# Written instruction:
Copy out every line of the items below that contains the word "shoulder", matching case exactly.

-- start Data supplied --

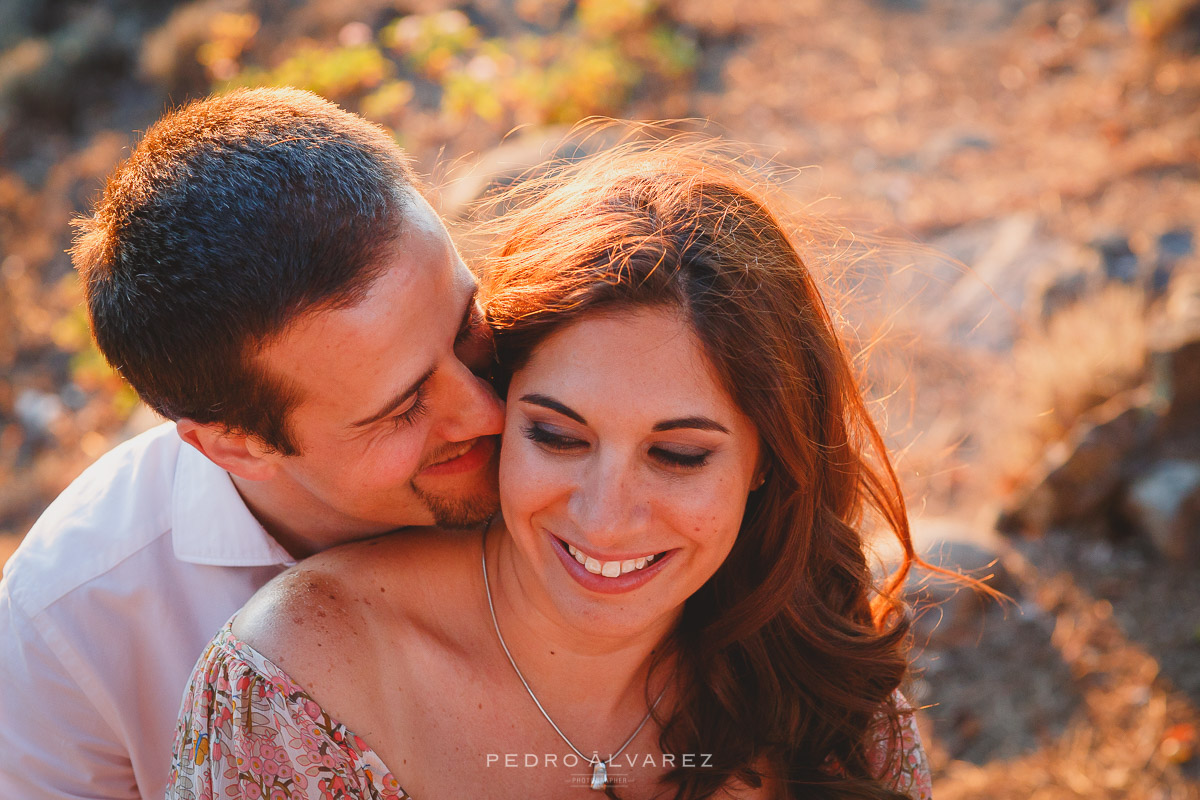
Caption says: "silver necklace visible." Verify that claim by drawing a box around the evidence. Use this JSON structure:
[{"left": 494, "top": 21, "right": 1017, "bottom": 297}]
[{"left": 482, "top": 531, "right": 667, "bottom": 792}]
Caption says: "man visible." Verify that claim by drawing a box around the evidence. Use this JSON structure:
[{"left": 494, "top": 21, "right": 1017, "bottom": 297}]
[{"left": 0, "top": 90, "right": 502, "bottom": 800}]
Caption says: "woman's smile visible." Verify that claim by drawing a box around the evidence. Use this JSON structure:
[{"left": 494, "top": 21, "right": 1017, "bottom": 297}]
[{"left": 548, "top": 534, "right": 676, "bottom": 594}]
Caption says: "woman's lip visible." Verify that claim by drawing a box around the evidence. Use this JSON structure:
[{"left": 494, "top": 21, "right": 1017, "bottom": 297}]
[
  {"left": 421, "top": 437, "right": 496, "bottom": 476},
  {"left": 547, "top": 534, "right": 676, "bottom": 595},
  {"left": 554, "top": 536, "right": 664, "bottom": 564}
]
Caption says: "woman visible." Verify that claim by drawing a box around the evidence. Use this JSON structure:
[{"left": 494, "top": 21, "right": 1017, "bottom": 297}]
[{"left": 170, "top": 145, "right": 929, "bottom": 800}]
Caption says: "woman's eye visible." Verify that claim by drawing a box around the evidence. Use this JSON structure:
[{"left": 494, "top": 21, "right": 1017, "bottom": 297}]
[
  {"left": 524, "top": 423, "right": 587, "bottom": 452},
  {"left": 650, "top": 447, "right": 713, "bottom": 469}
]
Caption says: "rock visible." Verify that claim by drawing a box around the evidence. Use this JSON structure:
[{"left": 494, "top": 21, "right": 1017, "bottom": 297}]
[
  {"left": 1091, "top": 235, "right": 1138, "bottom": 283},
  {"left": 1150, "top": 329, "right": 1200, "bottom": 431},
  {"left": 996, "top": 398, "right": 1159, "bottom": 534},
  {"left": 1124, "top": 459, "right": 1200, "bottom": 565},
  {"left": 1036, "top": 271, "right": 1091, "bottom": 324},
  {"left": 1147, "top": 228, "right": 1195, "bottom": 295}
]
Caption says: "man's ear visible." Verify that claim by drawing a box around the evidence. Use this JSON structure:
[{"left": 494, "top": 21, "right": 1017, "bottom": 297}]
[{"left": 175, "top": 419, "right": 278, "bottom": 481}]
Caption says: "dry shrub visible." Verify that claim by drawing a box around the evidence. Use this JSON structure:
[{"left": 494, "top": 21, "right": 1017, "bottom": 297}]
[{"left": 985, "top": 284, "right": 1147, "bottom": 489}]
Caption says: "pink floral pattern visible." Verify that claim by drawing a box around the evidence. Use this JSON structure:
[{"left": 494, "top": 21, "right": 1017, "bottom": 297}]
[
  {"left": 167, "top": 620, "right": 932, "bottom": 800},
  {"left": 871, "top": 691, "right": 934, "bottom": 800},
  {"left": 167, "top": 620, "right": 412, "bottom": 800}
]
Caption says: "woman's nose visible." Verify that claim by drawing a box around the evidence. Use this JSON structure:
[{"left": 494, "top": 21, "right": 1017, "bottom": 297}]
[{"left": 568, "top": 456, "right": 649, "bottom": 549}]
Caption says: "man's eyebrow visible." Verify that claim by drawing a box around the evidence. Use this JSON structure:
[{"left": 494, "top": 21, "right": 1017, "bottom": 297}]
[
  {"left": 652, "top": 416, "right": 730, "bottom": 433},
  {"left": 521, "top": 395, "right": 588, "bottom": 425},
  {"left": 349, "top": 366, "right": 437, "bottom": 428}
]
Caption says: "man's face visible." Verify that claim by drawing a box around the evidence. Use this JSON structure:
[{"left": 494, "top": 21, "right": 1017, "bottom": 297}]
[{"left": 258, "top": 196, "right": 503, "bottom": 539}]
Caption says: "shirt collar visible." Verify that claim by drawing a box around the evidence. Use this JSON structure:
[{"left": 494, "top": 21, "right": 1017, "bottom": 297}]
[{"left": 172, "top": 443, "right": 295, "bottom": 566}]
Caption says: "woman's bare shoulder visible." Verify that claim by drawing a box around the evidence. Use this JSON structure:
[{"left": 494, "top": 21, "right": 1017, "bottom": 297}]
[{"left": 233, "top": 529, "right": 479, "bottom": 682}]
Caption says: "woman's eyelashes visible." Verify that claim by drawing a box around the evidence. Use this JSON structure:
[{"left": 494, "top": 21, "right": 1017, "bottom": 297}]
[
  {"left": 524, "top": 422, "right": 588, "bottom": 452},
  {"left": 523, "top": 422, "right": 713, "bottom": 469},
  {"left": 650, "top": 447, "right": 713, "bottom": 469}
]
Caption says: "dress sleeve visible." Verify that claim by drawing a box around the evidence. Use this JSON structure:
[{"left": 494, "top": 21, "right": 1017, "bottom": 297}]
[
  {"left": 167, "top": 620, "right": 410, "bottom": 800},
  {"left": 871, "top": 691, "right": 934, "bottom": 800}
]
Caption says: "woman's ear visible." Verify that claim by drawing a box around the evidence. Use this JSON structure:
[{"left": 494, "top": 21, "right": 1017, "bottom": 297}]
[{"left": 175, "top": 419, "right": 280, "bottom": 481}]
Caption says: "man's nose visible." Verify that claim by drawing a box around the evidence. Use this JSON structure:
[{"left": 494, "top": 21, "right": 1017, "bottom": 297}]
[{"left": 440, "top": 361, "right": 504, "bottom": 441}]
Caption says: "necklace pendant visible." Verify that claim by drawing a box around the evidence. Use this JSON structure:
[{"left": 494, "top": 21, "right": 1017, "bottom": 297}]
[{"left": 592, "top": 760, "right": 608, "bottom": 792}]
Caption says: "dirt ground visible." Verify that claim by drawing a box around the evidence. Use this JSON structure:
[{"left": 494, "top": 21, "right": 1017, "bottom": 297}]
[{"left": 0, "top": 0, "right": 1200, "bottom": 800}]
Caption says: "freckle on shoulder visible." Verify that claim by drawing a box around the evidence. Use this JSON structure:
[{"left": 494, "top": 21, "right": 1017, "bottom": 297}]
[{"left": 233, "top": 555, "right": 366, "bottom": 667}]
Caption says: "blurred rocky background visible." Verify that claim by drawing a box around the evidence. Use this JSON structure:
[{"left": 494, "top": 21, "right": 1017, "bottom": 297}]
[{"left": 0, "top": 0, "right": 1200, "bottom": 799}]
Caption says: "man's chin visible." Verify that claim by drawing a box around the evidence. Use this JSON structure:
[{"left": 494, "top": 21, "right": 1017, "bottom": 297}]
[{"left": 414, "top": 486, "right": 500, "bottom": 530}]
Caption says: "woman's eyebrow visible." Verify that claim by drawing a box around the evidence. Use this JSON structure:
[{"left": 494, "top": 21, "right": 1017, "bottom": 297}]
[
  {"left": 521, "top": 395, "right": 588, "bottom": 425},
  {"left": 653, "top": 416, "right": 730, "bottom": 433}
]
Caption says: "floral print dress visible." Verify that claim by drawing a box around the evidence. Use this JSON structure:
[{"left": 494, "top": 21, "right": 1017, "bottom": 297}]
[{"left": 167, "top": 620, "right": 932, "bottom": 800}]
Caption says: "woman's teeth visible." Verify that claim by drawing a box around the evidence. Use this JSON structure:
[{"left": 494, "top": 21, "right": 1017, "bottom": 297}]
[{"left": 566, "top": 545, "right": 654, "bottom": 578}]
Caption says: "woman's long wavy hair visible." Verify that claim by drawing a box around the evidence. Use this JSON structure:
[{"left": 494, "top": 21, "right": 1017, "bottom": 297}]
[{"left": 482, "top": 137, "right": 919, "bottom": 799}]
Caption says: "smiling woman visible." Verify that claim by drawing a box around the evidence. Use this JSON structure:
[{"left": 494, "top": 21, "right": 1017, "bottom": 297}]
[{"left": 170, "top": 144, "right": 930, "bottom": 800}]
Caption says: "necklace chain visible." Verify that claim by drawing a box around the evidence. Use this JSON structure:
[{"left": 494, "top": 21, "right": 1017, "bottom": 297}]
[{"left": 482, "top": 533, "right": 667, "bottom": 765}]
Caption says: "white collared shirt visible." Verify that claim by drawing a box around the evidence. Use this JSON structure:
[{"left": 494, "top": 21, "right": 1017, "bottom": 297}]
[{"left": 0, "top": 423, "right": 293, "bottom": 800}]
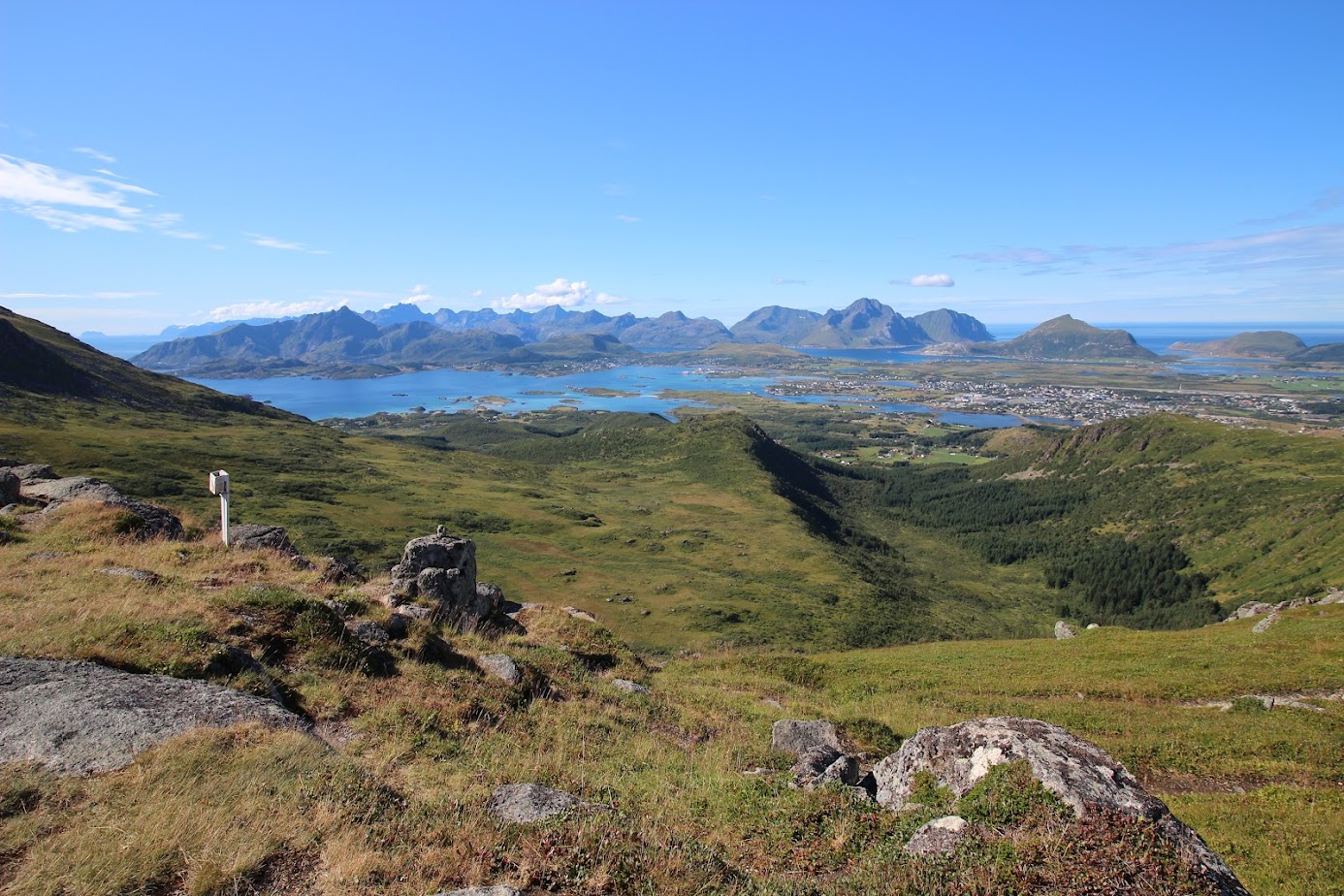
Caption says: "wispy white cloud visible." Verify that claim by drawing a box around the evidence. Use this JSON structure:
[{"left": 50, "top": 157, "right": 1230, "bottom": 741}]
[
  {"left": 891, "top": 274, "right": 957, "bottom": 286},
  {"left": 0, "top": 154, "right": 201, "bottom": 240},
  {"left": 494, "top": 276, "right": 624, "bottom": 310},
  {"left": 953, "top": 246, "right": 1065, "bottom": 265},
  {"left": 1242, "top": 187, "right": 1344, "bottom": 227},
  {"left": 74, "top": 146, "right": 117, "bottom": 165},
  {"left": 0, "top": 292, "right": 159, "bottom": 301},
  {"left": 243, "top": 234, "right": 330, "bottom": 255},
  {"left": 206, "top": 299, "right": 348, "bottom": 321},
  {"left": 957, "top": 224, "right": 1344, "bottom": 278}
]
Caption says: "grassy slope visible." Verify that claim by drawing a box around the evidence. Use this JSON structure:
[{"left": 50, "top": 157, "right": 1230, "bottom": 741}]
[
  {"left": 0, "top": 311, "right": 1344, "bottom": 893},
  {"left": 0, "top": 509, "right": 1344, "bottom": 896}
]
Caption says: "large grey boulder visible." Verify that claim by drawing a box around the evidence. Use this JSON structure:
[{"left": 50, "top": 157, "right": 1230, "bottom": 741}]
[
  {"left": 770, "top": 719, "right": 842, "bottom": 756},
  {"left": 0, "top": 470, "right": 18, "bottom": 506},
  {"left": 905, "top": 816, "right": 967, "bottom": 855},
  {"left": 873, "top": 716, "right": 1246, "bottom": 896},
  {"left": 229, "top": 523, "right": 304, "bottom": 559},
  {"left": 8, "top": 464, "right": 56, "bottom": 482},
  {"left": 20, "top": 467, "right": 182, "bottom": 539},
  {"left": 476, "top": 653, "right": 523, "bottom": 686},
  {"left": 391, "top": 532, "right": 504, "bottom": 627},
  {"left": 485, "top": 784, "right": 579, "bottom": 825},
  {"left": 0, "top": 656, "right": 306, "bottom": 775}
]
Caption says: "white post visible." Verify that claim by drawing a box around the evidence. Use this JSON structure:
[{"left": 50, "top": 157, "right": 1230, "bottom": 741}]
[
  {"left": 209, "top": 470, "right": 229, "bottom": 548},
  {"left": 219, "top": 492, "right": 229, "bottom": 548}
]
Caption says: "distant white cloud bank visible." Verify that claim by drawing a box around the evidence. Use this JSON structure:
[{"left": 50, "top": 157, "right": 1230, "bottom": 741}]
[
  {"left": 492, "top": 276, "right": 624, "bottom": 310},
  {"left": 910, "top": 274, "right": 957, "bottom": 286}
]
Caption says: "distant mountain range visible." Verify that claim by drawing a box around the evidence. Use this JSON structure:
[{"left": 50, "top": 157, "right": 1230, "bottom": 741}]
[
  {"left": 971, "top": 314, "right": 1157, "bottom": 362},
  {"left": 123, "top": 299, "right": 1344, "bottom": 377},
  {"left": 1170, "top": 331, "right": 1306, "bottom": 357},
  {"left": 135, "top": 307, "right": 523, "bottom": 377},
  {"left": 136, "top": 299, "right": 993, "bottom": 377}
]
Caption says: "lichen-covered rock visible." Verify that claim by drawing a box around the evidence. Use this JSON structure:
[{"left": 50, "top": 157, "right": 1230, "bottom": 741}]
[
  {"left": 318, "top": 557, "right": 367, "bottom": 585},
  {"left": 905, "top": 816, "right": 968, "bottom": 855},
  {"left": 229, "top": 523, "right": 312, "bottom": 565},
  {"left": 391, "top": 527, "right": 504, "bottom": 628},
  {"left": 345, "top": 620, "right": 393, "bottom": 648},
  {"left": 873, "top": 716, "right": 1246, "bottom": 896},
  {"left": 98, "top": 567, "right": 163, "bottom": 585},
  {"left": 0, "top": 470, "right": 18, "bottom": 506},
  {"left": 770, "top": 719, "right": 842, "bottom": 756},
  {"left": 10, "top": 464, "right": 56, "bottom": 482},
  {"left": 393, "top": 534, "right": 476, "bottom": 595},
  {"left": 612, "top": 679, "right": 649, "bottom": 693},
  {"left": 476, "top": 653, "right": 523, "bottom": 686},
  {"left": 0, "top": 656, "right": 306, "bottom": 775},
  {"left": 485, "top": 784, "right": 579, "bottom": 825},
  {"left": 20, "top": 475, "right": 182, "bottom": 539},
  {"left": 1251, "top": 610, "right": 1279, "bottom": 634}
]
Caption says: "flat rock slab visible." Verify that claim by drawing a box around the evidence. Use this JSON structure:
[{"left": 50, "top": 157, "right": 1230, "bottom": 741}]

-- end Data supplied --

# Solution for this problem:
Caption says: "woman's bare shoulder visible." Verify that claim by drawing a box around the evidence. Use this JSON structure:
Caption says: "freckle on shoulder visible." Verify that claim by drawing a box around the evidence. Use this JSON structure:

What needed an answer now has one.